* What the task asks:
Only the lines from the one containing "Prove it: the deer's" through the final line of the entries below are wanted, each copied exactly.

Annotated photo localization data
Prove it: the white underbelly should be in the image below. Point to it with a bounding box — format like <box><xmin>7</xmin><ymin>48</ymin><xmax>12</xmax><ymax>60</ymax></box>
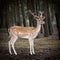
<box><xmin>21</xmin><ymin>36</ymin><xmax>29</xmax><ymax>39</ymax></box>
<box><xmin>18</xmin><ymin>35</ymin><xmax>29</xmax><ymax>39</ymax></box>
<box><xmin>18</xmin><ymin>33</ymin><xmax>29</xmax><ymax>39</ymax></box>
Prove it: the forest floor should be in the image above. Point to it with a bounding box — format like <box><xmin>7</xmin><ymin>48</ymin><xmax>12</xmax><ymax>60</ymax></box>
<box><xmin>0</xmin><ymin>39</ymin><xmax>60</xmax><ymax>60</ymax></box>
<box><xmin>0</xmin><ymin>29</ymin><xmax>60</xmax><ymax>60</ymax></box>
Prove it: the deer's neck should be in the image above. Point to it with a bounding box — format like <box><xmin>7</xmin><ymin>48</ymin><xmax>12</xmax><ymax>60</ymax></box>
<box><xmin>36</xmin><ymin>23</ymin><xmax>41</xmax><ymax>33</ymax></box>
<box><xmin>33</xmin><ymin>23</ymin><xmax>41</xmax><ymax>38</ymax></box>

* Exercise output:
Prove it: the deer's neck should be in the image above. Point to it with a bounding box — format like <box><xmin>7</xmin><ymin>48</ymin><xmax>12</xmax><ymax>60</ymax></box>
<box><xmin>36</xmin><ymin>23</ymin><xmax>41</xmax><ymax>33</ymax></box>
<box><xmin>33</xmin><ymin>23</ymin><xmax>41</xmax><ymax>38</ymax></box>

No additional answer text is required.